▸ 作業内容 A:
リストの先頭から「[[542, 0, 657, 893]]」を含む行までを、両端の行も含めて一字一句変えずに抜き出すこと。
▸ 作業内容 B:
「WAR PLAN PACIFIC」を紹介するウォーゲーム記事を、途切れたところから書き継ぐこと。

▸ 本文抜粋:
========================================================================

64年目の敗戦──「WAR PLAN PACIFIC」で太平洋戦争を3時間で追体験する真珠湾から菊水作戦まで食後にトレース(3/3 ページ)

» 2009年09月23日 19時45分 公開
[長浜和也,ITmedia]
前のページへ 1|2|3       

タイムスケールが異なる海空陸の戦闘

 長期に渡る制海権の確保が問われるWPPの海戦は、第2次ソロモン海戦やサボ等沖夜戦、第3次ソロモン海戦といった個別の海戦を再現するのではなく、1カ月という期間における海上戦闘のすべてを表していると認識するのが妥当だ。だから、別々の艦隊に編成されていても、戦闘解決時には「攻略目標に投入された兵力の比較」という扱いでもかまわない。

 駆逐艦などの小艦艇はルンガ沖夜戦のように一時的な制海権は確保できるが、広域の制海権は維持できない。そういう制海権を決定するのは基地航空兵力や空母、戦艦になる(巡洋艦も戦艦が存在しない海域においては制海権の確保が可能になる)。それゆえ、広域制海権の継続的な確保が目的となるWPPでは、駆逐艦ユニットが省略されても史実の再現性に問題はない。

 航空兵力も瞬間的な空戦ではなく、1カ月という長期において継続する航空戦を扱っていると考えられる。長期的な航空戦の勝敗により影響するのはカタログスペックではなく、必要とされる地域へ投入できる機数と稼働率を維持する地上支援部隊、さらに国家的なパイロット養成体制だ。そういう意味で、戦略レベルのウォーゲームに航空機の型式による違いがないのも問題ないことになる。

 なお、WPPで潜水艦は戦術場面で必要となるユニットとして登場しない。ただ、戦略兵器としても潜水艦が認識されることはない。WPPで海上輸送路が意識されるのは、南方資源の輸送航路としてルソン、レイテ、台湾、沖縄の占領(制海権の確保)と維持が求められる部分に限られる。WPPでは、潜水艦による通商破壊も制海権、もしくは制空権が有利な側が実行できるという考えのようだ。史実においても、南方からの資源輸送が途絶えるのは1944年末期に米艦隊がフィリピンと台湾近海の制海権を確保してからだった。

WPPに登場する航空兵力は「艦上戦闘機」「艦上爆撃機」「艦上攻撃機」「陸上戦闘機」「陸上爆撃機」の違いしかない(写真=左)。空母の搭載される艦上機は1機単位で管理される。戦闘で失われた艦上機は港にとどまらないと補充されない(写真=右)

========================================================================

▸ データ抜粋:
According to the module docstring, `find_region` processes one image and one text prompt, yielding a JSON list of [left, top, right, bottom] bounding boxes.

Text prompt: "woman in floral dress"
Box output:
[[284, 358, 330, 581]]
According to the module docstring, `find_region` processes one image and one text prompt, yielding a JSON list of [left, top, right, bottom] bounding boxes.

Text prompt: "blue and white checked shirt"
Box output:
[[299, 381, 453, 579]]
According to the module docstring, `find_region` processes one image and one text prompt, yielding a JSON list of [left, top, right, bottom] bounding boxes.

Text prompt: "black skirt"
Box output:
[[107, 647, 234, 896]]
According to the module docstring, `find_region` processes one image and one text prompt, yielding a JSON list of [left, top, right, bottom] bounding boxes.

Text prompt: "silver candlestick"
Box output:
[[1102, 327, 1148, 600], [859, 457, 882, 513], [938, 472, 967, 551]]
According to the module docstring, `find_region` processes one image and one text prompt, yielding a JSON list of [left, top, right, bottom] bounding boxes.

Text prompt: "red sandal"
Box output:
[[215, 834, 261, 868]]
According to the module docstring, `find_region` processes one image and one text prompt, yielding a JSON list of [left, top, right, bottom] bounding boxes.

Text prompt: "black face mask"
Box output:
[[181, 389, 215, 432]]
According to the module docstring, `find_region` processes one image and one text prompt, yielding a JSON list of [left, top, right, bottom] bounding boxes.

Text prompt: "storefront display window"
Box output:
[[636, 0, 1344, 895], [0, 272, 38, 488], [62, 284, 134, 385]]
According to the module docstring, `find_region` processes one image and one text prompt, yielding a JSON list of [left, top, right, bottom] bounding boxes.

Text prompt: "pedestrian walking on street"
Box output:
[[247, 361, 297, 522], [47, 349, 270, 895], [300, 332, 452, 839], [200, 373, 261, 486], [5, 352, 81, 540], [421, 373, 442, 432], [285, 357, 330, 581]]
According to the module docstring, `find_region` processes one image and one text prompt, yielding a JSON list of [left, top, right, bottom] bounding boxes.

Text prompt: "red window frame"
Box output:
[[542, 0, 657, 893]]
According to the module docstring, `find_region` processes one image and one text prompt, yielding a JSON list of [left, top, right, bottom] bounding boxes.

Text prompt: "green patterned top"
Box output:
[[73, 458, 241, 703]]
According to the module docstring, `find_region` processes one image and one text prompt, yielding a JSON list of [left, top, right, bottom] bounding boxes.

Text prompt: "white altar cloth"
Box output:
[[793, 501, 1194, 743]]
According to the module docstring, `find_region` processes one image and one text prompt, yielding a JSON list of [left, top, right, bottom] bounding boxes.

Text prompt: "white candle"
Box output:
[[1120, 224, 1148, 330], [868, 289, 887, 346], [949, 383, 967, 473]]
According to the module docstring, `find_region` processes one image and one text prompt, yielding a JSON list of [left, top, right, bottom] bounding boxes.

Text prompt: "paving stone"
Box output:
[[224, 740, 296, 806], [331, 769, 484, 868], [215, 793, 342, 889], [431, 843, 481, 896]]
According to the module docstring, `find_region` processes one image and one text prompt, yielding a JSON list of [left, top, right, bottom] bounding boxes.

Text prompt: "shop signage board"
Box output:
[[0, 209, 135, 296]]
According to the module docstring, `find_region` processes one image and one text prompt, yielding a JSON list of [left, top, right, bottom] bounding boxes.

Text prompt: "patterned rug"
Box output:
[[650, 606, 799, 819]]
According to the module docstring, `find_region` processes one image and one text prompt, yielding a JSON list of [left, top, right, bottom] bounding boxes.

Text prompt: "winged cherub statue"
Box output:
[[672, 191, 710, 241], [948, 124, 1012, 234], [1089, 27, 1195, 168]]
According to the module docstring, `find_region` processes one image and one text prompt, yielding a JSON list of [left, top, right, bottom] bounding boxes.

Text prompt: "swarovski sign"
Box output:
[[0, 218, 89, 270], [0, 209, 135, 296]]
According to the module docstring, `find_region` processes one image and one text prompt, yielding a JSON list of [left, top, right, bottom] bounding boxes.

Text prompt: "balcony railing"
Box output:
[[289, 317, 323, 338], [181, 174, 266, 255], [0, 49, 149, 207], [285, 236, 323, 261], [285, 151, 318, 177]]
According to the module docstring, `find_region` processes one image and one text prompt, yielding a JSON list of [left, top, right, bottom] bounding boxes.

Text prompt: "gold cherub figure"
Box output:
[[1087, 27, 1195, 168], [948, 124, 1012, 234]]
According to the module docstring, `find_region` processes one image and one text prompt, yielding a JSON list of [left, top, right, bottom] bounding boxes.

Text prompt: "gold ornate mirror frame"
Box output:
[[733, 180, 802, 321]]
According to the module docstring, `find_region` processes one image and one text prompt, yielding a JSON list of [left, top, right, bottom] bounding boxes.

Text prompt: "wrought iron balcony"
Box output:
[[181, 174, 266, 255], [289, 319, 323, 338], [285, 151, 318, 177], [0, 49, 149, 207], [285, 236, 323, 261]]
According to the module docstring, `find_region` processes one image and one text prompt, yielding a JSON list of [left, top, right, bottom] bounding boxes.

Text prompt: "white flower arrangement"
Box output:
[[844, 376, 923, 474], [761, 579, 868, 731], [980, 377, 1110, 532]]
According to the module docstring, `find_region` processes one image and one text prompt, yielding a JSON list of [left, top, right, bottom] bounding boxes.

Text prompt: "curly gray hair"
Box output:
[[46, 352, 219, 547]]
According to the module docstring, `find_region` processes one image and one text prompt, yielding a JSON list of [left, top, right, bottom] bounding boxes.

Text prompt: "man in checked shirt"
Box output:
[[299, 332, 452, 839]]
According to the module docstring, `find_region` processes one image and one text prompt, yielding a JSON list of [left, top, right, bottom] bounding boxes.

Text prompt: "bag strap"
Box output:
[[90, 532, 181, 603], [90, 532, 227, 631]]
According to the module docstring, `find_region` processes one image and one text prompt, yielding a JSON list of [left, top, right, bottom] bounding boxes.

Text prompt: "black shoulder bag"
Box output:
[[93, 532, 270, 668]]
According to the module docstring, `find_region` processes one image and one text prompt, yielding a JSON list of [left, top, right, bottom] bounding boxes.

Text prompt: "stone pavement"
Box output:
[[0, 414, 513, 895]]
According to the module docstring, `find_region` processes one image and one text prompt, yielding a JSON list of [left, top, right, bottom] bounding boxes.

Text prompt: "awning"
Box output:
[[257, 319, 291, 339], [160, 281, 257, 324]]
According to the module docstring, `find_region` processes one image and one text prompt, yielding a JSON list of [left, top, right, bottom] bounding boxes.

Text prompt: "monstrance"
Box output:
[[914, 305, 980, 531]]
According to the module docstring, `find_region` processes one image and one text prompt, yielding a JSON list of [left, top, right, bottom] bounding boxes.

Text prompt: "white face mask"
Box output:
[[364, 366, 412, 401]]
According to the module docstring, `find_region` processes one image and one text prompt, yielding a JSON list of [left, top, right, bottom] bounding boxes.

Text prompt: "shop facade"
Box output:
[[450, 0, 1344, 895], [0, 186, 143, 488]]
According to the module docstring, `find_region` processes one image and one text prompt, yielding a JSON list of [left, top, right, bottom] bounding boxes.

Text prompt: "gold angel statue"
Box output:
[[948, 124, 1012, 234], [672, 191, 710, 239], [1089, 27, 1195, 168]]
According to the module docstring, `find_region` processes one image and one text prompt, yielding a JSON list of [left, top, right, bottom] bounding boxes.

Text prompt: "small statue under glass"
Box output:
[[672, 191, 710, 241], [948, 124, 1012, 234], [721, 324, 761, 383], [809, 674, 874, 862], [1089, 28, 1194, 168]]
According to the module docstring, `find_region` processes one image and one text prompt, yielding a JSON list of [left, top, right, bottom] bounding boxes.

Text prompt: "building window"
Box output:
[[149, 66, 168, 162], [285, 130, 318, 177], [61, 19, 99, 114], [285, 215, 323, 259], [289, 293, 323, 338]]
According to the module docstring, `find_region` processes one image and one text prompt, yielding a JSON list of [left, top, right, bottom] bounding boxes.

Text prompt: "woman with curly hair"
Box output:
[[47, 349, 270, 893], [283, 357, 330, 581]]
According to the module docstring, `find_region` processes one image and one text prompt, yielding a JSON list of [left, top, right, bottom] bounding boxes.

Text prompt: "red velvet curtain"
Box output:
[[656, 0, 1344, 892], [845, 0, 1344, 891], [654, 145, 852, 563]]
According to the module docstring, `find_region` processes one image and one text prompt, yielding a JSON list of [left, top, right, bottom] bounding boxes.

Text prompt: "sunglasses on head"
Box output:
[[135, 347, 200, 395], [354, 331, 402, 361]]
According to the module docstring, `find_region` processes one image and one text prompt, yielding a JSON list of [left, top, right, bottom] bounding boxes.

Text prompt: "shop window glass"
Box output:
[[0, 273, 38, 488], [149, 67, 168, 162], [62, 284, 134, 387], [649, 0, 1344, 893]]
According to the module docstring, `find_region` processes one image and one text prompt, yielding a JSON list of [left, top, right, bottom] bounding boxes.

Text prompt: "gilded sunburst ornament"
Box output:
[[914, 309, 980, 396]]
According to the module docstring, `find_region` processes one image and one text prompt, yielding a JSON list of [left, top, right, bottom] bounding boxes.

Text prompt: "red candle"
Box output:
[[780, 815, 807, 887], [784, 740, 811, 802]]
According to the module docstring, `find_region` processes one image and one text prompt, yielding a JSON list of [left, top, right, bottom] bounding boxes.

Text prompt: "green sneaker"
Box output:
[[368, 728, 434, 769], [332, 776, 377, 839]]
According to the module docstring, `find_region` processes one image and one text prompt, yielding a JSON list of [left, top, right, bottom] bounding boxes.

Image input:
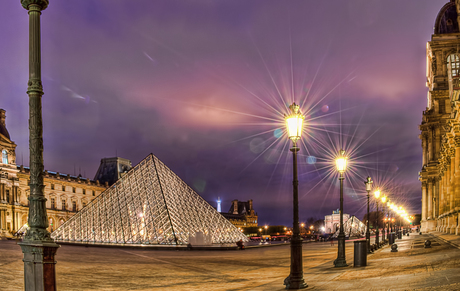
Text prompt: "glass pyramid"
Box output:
[[51, 154, 248, 245]]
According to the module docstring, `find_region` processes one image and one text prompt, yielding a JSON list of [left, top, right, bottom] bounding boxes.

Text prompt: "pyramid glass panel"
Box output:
[[52, 154, 248, 245]]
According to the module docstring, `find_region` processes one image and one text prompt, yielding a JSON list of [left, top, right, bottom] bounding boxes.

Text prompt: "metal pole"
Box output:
[[334, 172, 348, 267], [366, 190, 371, 254], [375, 203, 380, 248], [19, 0, 59, 291], [284, 143, 308, 289], [382, 203, 385, 242]]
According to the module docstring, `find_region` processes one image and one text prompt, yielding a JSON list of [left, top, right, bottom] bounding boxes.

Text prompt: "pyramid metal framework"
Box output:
[[51, 154, 248, 245]]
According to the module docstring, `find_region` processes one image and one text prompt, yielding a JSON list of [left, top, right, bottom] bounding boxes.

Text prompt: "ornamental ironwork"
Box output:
[[52, 154, 248, 245]]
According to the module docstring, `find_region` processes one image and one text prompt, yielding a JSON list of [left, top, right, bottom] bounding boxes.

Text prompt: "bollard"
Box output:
[[353, 240, 367, 267], [425, 239, 431, 249], [391, 244, 398, 253]]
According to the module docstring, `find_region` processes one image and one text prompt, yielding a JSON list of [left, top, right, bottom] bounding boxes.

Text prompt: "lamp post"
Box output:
[[374, 189, 380, 248], [19, 0, 59, 291], [264, 225, 268, 242], [387, 200, 391, 241], [284, 103, 308, 289], [364, 177, 374, 254], [334, 150, 348, 267], [377, 195, 387, 246]]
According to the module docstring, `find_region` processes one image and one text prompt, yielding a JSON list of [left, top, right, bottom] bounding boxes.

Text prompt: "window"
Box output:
[[447, 54, 460, 78], [2, 150, 8, 164]]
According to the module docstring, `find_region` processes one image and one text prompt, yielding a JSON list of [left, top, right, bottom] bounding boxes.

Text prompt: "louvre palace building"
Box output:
[[0, 109, 108, 238], [419, 0, 460, 234]]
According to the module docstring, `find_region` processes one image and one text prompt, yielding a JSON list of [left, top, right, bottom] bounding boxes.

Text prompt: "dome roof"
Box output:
[[0, 123, 10, 139], [434, 1, 459, 34]]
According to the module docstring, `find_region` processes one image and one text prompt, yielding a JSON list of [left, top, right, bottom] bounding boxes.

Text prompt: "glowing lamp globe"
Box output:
[[285, 103, 305, 144], [364, 177, 374, 192], [374, 189, 380, 199], [335, 150, 347, 173]]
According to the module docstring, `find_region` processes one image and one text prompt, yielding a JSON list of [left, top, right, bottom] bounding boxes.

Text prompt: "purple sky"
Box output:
[[0, 0, 447, 225]]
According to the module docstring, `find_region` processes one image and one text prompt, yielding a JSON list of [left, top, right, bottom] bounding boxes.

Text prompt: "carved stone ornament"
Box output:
[[21, 0, 49, 10]]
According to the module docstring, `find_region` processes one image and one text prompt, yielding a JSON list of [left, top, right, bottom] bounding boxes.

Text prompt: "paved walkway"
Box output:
[[0, 233, 460, 291]]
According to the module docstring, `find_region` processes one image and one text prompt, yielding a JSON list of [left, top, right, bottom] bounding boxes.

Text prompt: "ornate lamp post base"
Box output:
[[334, 233, 348, 268], [18, 241, 59, 291], [284, 238, 308, 289]]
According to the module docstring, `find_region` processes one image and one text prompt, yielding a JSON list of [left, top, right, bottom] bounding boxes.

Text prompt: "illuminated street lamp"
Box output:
[[284, 103, 308, 289], [387, 199, 391, 240], [377, 195, 387, 246], [374, 188, 380, 248], [334, 150, 348, 267], [364, 177, 374, 254]]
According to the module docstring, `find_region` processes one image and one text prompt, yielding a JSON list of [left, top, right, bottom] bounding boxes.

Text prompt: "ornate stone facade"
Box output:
[[419, 0, 460, 234], [220, 199, 258, 227], [0, 109, 106, 237]]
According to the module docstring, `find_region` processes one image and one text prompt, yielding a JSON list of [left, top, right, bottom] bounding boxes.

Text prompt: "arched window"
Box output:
[[2, 150, 8, 164], [447, 54, 460, 78]]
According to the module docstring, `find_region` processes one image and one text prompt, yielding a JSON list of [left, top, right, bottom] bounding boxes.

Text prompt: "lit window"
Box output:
[[2, 150, 8, 164], [447, 54, 460, 77]]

========================================================================

▸ 作業の解答 A:
According to the module docstring, `find_region` processes one image and one text prompt, yielding a JSON list of [left, top, right, bottom] bounding boxes.

Text prompt: "woman in floral dress"
Box output:
[[284, 358, 330, 581]]
According to the module docstring, `find_region` processes one image and one text prompt, yielding a JSON list of [left, top, right, bottom] bounding boxes.

Text prompt: "blue and white checked shirt"
Box output:
[[299, 381, 453, 579]]
According to the module docstring, `find_region` processes one image and one text prompt, yielding a JSON list of [left, top, right, bottom] bounding boxes.

Text prompt: "black skirt"
Box output:
[[107, 647, 234, 896]]
According to the module docstring, `find_region` processes one image and one text prompt, yielding a JSON list of [left, top, right, bottom] bounding boxes.

Text prompt: "silver candlestick"
Box output:
[[1102, 327, 1148, 600], [859, 457, 882, 513], [938, 472, 967, 551]]
According to the module docstring, `find_region` processes one image and one text prompt, yielding a JSON list of [left, top, right, bottom] bounding boxes.

Text prompt: "red sandal"
Box output:
[[215, 834, 261, 868]]
According to the module docstring, `find_region` processes one image and one text prompt, yielding a JSON list of [left, top, right, bottom] bounding boxes.

Text prompt: "black face mask"
Box output:
[[181, 389, 215, 432]]
According to the module docstring, `find_region` processes one image and one text prompt, yielding a JSON list of [left, top, right, bottom] bounding boxes.

Text prompt: "storefront display window"
Box output:
[[636, 0, 1344, 895], [0, 272, 38, 488], [62, 284, 134, 385]]
According to the module docstring, `find_region` processes one image and one text prompt, yielding a JSON list of [left, top, right, bottom] bounding boxes.

Text prompt: "pedestrian walking on street"
Box output:
[[247, 361, 297, 522], [47, 349, 270, 895], [300, 332, 452, 839], [200, 373, 261, 486], [5, 352, 81, 540], [421, 373, 442, 432], [285, 357, 330, 581]]
According to the module docstring, `find_region` processes one image and one text prompt, yielding a JSON list of [left, top, right, bottom] bounding boxes.

Text prompt: "red window frame"
Box output:
[[542, 0, 657, 893]]

▸ 作業の解答 B:
シンプルながら必要な要素は細かいところまで導入

 このように、プレイヤーが関与できる部分ではルールの簡素化を大胆に進めているWPPだが、それでもPC版であるがゆえに、ボードのWITPより細かいルールを用意している。例えば、VITPでは空母ユニットの1要素として大まかな戦力値で表現されていた空母搭載の艦上機が、WPPでは1機単位で管理される。敵と交戦すれば所属する艦上機が失われ、失われた艦上機は基地に帰って時間をかけないと回復しない。水上艦艇ユニットも搭載する主砲と副砲のサイズと門数、対空火力、甲板装甲と舷側装甲がデータで用意されていて、海空戦や水上戦ではそれらの値を使い分けて戦闘処理を行っている。一見大雑把にデザインされているように思えるWPPの艦船ユニットだが、スペックの精密度を競うほかのPCウォーゲームと同程度の精度は再現していることになる。

 このような「大まかな」規模のウォーゲームでは、展開が史実から大幅に逸脱してしまう傾向にあるが、WPPでは、勝利条件によってプレイヤーは史実に近い経緯をたどるようになる。これをプレイヤーの行動を規制するデザインを「陰謀ルール」と評価するか、史実の再現性が高いと評価するかは、プレイヤーの嗜好で分かれる。ただ、WPPのゲームデザインが史実の軍令系統指導者が遭遇したのと同じような状況を再現して、彼らと同じような考え方をプレイヤーにさせることに成功している。

 実際にAI相手に太平洋戦争を繰り返し戦ってみた感触では、AIはそれほど強くない。しかし、WPPはネットワーク対戦をサポートしている(システムで用意しているのネットワーク対戦機能は、LANで接続されたPCのIPアドレスを直打ちして接続する)ので、対人戦ならAIの弱さは問題にならないだろう。海外のネットワーク対戦対応PCゲームでよく言われることだが、AI戦はルールを覚えるためのトレーニングモードで、本番はネットワーク対戦だという。そういう意味でも、3時間で勝敗が決まり、かつ、勝利条件の設定によって最後まで勝敗が予測できない緊迫したゲーム展開になるWPPは、ネットワーク対戦に最も適した太平洋戦争ウォーゲームといえる。

 プレイヤーの負荷を軽減し3時間程度でゲームが終了するために、可能な限りシンプルなゲームデザインと必要最小限のユニットを採用したWPPには、生産ルールや海上護衛戦などのロジスティックルールは用意されていない。ほどよくチューニングされた戦闘処理によって、ゲームの展開とプレイヤーの思考は史実から大きく逸脱しない。雷撃が日本軍しかできないことや水上戦闘が発生しやすいなど、戦闘システムは、日本軍がやや有利になるように設定されているが、それでも、日本軍は軍事的に圧倒されていく。ただし、巧みに設定された勝利条件によって、惰性で戦争を継続することにはならずにすんでいる。デザイナーは「これは、ゲームバランスを取るために勝利条件だ。歴史的に日本が勝つことはありえない」とはいうものの、日本軍指導者は、史実でも和平の可能性を見いだすために「最後の大勝利」を意図していた。

 WPPは、3時間という現実的な時間の中で、太平洋戦争を史実に近い経緯で追体験できるツールとしても使える奥深さも持っている。タイトルの“怪しいイラスト”に惑わされることなく、多くのウォーゲーマーに日本海軍の滅びの美学を体感してもらいたい。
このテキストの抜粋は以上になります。